→ **YOUR GOAL**: Give everything in the records below from the line containing "Mark every instance of the crowd" down to the line containing "(1304, 447)", both ends included, as a JSON list of strings with one string per line and no blank lines.

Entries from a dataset
####

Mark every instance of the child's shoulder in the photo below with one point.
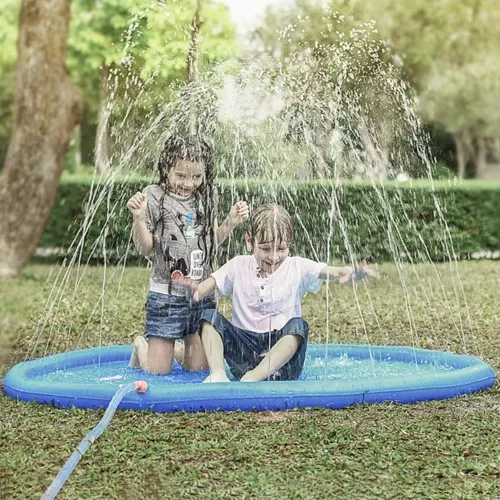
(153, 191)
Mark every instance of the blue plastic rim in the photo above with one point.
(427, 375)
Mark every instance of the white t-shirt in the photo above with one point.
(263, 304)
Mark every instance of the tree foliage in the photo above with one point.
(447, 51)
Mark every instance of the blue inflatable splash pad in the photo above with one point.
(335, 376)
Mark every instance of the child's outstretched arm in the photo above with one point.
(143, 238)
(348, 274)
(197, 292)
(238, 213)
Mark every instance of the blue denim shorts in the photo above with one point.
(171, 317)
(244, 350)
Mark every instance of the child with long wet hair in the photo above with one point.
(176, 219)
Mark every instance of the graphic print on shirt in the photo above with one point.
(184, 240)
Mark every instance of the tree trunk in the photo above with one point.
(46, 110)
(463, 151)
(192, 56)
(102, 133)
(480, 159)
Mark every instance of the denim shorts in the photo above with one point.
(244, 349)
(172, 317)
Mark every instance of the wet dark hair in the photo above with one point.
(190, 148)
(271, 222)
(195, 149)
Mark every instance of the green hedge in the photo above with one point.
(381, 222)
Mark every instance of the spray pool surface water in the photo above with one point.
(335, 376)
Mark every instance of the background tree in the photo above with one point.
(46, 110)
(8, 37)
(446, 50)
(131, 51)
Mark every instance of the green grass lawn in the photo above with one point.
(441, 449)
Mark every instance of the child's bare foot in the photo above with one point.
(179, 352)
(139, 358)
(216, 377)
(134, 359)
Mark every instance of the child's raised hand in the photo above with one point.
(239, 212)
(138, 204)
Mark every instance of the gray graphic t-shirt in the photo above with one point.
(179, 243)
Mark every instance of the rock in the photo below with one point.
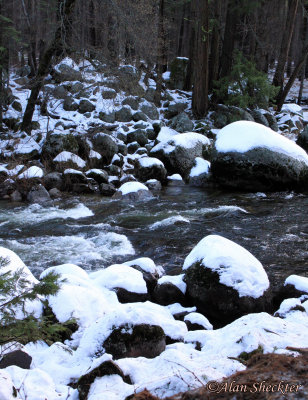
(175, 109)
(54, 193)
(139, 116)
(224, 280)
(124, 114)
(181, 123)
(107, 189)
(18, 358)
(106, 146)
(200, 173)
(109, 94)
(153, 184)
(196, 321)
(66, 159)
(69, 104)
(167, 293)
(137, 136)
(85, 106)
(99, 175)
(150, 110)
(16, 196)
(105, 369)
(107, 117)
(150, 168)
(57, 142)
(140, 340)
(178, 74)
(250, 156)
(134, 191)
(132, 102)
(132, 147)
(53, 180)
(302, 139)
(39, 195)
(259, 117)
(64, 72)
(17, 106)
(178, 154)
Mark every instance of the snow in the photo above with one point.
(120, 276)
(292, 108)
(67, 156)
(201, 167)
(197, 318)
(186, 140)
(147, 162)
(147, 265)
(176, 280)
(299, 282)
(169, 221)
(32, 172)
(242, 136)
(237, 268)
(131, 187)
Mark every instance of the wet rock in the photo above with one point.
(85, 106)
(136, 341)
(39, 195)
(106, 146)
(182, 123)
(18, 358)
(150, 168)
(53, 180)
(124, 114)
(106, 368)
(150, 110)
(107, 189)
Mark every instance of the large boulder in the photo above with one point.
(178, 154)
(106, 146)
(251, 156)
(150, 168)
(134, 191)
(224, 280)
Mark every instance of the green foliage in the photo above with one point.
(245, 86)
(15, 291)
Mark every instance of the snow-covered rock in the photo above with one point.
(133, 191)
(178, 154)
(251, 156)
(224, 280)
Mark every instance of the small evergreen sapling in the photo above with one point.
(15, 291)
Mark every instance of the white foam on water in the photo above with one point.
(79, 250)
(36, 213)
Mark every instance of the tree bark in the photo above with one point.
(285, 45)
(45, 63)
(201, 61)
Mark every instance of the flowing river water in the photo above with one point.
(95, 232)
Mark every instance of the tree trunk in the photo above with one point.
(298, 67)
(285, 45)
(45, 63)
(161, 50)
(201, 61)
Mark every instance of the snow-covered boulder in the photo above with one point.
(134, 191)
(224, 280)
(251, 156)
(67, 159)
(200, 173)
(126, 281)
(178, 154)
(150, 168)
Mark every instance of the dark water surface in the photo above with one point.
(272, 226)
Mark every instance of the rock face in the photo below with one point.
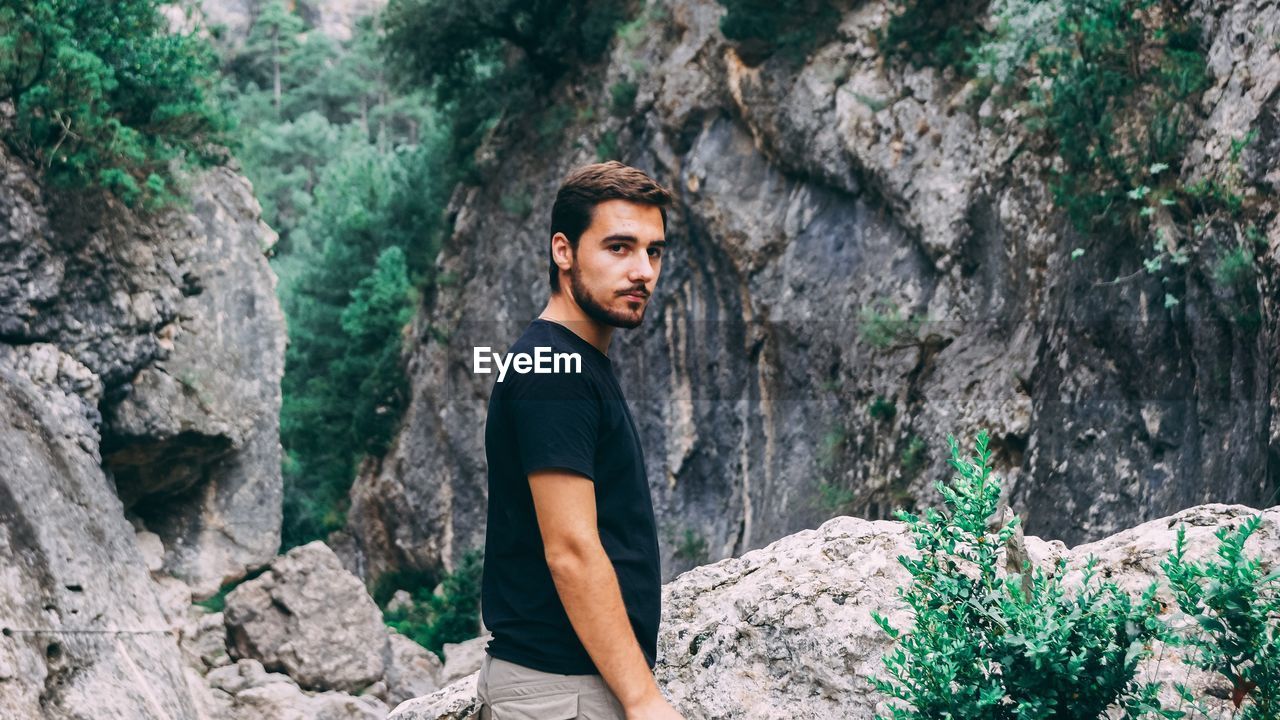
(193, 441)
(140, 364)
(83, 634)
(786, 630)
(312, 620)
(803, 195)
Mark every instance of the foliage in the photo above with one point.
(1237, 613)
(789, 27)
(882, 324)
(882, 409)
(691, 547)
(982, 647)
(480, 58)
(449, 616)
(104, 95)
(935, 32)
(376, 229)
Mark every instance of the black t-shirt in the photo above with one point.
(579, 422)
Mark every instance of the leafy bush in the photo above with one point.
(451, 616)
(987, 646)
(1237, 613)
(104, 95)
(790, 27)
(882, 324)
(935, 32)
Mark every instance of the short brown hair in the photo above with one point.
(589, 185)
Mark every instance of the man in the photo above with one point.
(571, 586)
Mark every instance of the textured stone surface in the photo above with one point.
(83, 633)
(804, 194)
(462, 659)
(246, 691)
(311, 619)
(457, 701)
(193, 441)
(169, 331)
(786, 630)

####

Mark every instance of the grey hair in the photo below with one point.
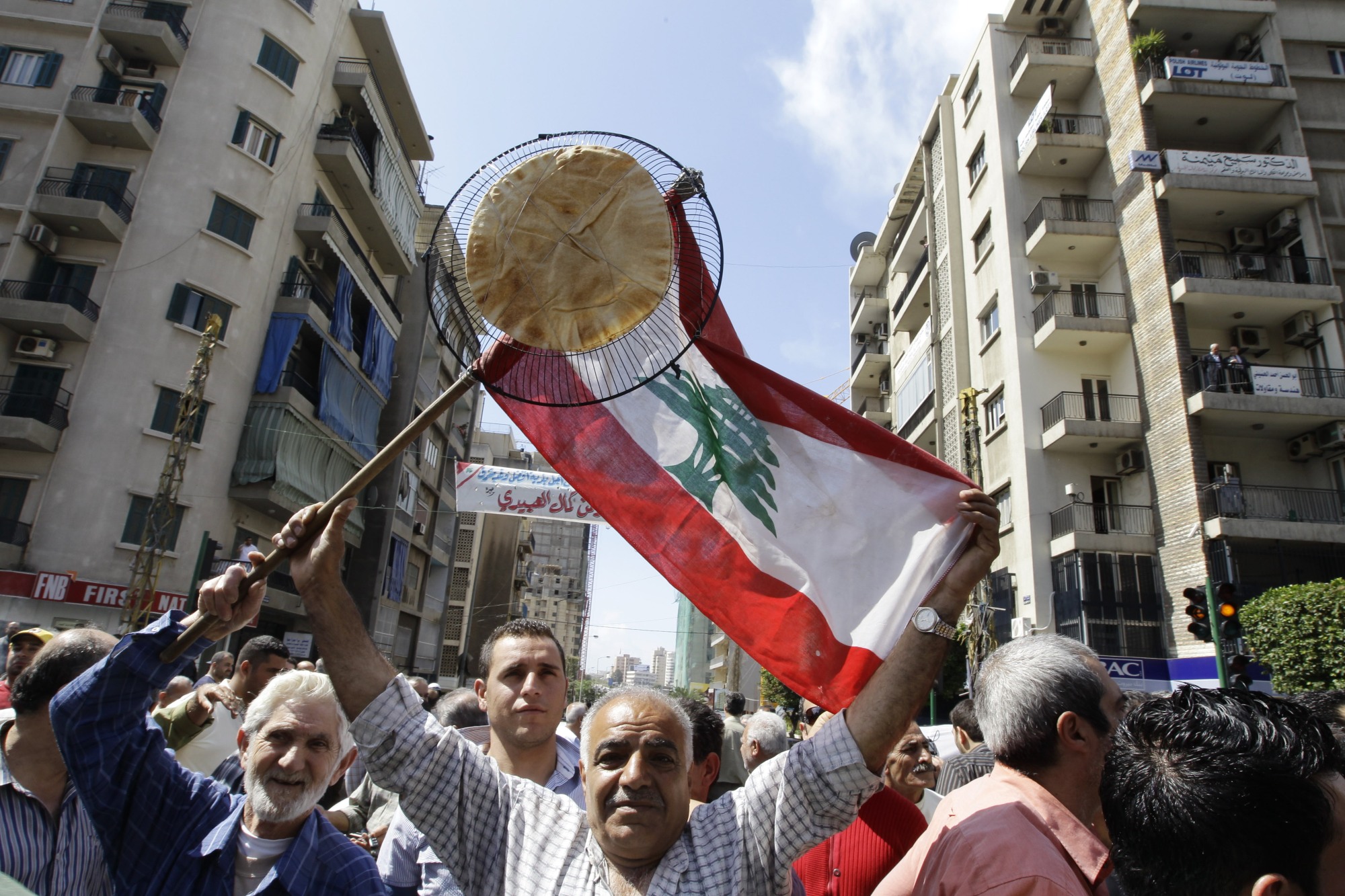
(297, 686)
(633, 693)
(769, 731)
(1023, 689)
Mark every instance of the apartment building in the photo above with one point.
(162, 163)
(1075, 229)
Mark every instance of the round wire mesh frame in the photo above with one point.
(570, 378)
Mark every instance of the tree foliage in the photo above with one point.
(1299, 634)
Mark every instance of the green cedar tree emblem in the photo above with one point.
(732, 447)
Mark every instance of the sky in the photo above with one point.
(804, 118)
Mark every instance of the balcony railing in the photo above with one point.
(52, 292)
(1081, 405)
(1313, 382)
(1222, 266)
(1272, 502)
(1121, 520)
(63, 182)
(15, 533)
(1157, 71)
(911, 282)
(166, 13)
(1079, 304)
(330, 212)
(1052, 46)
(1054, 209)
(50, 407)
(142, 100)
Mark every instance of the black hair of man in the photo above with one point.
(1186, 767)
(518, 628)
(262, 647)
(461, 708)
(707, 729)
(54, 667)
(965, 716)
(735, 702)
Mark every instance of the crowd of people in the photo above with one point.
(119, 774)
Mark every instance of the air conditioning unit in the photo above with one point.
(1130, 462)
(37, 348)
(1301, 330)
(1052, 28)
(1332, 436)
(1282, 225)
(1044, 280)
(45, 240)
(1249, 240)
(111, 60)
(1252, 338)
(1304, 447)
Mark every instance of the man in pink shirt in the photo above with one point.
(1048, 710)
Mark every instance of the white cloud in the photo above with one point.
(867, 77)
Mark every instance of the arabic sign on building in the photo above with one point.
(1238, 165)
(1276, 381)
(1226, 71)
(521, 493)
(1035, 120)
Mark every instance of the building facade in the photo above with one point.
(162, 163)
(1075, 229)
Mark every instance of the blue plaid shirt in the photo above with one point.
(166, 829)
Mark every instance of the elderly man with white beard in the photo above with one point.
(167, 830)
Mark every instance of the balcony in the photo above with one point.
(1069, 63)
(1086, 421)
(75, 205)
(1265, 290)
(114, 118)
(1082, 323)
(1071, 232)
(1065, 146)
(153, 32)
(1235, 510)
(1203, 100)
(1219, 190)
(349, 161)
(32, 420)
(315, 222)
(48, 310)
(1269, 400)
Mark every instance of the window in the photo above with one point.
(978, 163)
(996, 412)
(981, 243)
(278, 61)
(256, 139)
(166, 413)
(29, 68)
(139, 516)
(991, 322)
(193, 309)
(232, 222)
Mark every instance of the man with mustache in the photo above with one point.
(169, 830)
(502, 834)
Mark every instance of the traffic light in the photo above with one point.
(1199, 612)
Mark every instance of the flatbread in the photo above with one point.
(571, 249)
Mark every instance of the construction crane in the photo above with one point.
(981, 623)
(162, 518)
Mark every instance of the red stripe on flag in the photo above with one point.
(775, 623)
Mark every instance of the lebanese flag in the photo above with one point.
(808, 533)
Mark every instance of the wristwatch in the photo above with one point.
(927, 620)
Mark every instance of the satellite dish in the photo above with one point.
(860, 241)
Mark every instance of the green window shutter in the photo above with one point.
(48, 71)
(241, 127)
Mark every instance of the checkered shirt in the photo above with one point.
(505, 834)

####

→ **RESPONSE TO THIS TASK**:
[
  "Mark every instance of the crowd of people in the photo above with one point.",
  "(119, 774)",
  "Mark every instance of the air conditioning unit in the photo above with one point.",
  "(1130, 462)",
  "(37, 348)",
  "(1301, 330)",
  "(1052, 28)",
  "(1332, 436)",
  "(1282, 225)",
  "(1044, 280)",
  "(45, 240)",
  "(1249, 240)",
  "(111, 60)",
  "(1252, 338)",
  "(1304, 447)"
]